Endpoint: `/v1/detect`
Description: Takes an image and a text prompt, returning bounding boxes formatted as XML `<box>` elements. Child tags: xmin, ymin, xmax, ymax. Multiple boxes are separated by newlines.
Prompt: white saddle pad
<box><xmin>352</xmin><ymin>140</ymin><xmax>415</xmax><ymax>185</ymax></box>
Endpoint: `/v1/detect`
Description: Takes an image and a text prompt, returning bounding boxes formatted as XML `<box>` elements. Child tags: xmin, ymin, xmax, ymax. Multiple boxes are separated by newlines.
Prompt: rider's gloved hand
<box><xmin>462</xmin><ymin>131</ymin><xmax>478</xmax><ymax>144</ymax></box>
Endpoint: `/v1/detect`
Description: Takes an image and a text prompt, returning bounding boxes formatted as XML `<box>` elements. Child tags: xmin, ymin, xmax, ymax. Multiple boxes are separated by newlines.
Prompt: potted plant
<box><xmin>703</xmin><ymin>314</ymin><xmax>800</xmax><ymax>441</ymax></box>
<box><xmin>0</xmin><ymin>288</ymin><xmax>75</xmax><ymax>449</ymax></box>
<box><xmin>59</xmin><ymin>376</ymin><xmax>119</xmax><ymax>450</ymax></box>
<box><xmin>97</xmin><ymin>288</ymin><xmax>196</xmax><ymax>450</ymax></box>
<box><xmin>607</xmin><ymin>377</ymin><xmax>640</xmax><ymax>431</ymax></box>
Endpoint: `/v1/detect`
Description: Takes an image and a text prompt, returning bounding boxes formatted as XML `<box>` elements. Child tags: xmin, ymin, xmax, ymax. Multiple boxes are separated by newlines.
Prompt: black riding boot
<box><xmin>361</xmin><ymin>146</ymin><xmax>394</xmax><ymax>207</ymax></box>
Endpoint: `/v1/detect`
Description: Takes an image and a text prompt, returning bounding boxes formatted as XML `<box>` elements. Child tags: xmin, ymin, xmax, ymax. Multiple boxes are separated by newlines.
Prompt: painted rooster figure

About this task ->
An exact restatement of the data is required.

Solution to this exercise ->
Endpoint: `/v1/detect`
Description: Takes an image and a text prompt, returning bounding boxes formatted as XML `<box>` elements. Child tags: xmin, ymin, xmax, ymax. Multiple boxes are separated by newlines.
Prompt: white saddle pad
<box><xmin>352</xmin><ymin>140</ymin><xmax>415</xmax><ymax>185</ymax></box>
Endpoint: `/v1/detect`
Description: Takes an image and a text prompt, returning bounding boxes formatted as XML `<box>` elements. Child tags: xmin, ymin, xmax, ymax. Multiple boxes are separated by newlines.
Prompt: rider's gloved hand
<box><xmin>462</xmin><ymin>131</ymin><xmax>478</xmax><ymax>144</ymax></box>
Endpoint: `/v1/detect`
Description: Takes an image and a text prompt, returning bounding boxes formatted as XML `<box>` elements. Child tags: xmin, ymin, xmax, ymax. Multiple boxes are separated by newlines.
Prompt: potted plant
<box><xmin>703</xmin><ymin>314</ymin><xmax>800</xmax><ymax>441</ymax></box>
<box><xmin>0</xmin><ymin>288</ymin><xmax>75</xmax><ymax>449</ymax></box>
<box><xmin>59</xmin><ymin>376</ymin><xmax>119</xmax><ymax>450</ymax></box>
<box><xmin>97</xmin><ymin>288</ymin><xmax>196</xmax><ymax>450</ymax></box>
<box><xmin>607</xmin><ymin>377</ymin><xmax>640</xmax><ymax>431</ymax></box>
Endpoint: `/v1/detect`
Description: Takes an image and a text prompt, returning bounding boxes formatted as XML `<box>` elements. Child tags: xmin, ymin, xmax, ymax. Multiple boxes are separated by newlines.
Prompt: black riding boot
<box><xmin>361</xmin><ymin>146</ymin><xmax>394</xmax><ymax>207</ymax></box>
Endpoint: `/v1/detect`
Description: Takes an image and a text prompt, returning bounding boxes formatted as XML `<box>` elements. Child tags: xmin, ymin, xmax, ymax. Multiple boxes are separated by newlines.
Prompt: painted rooster figure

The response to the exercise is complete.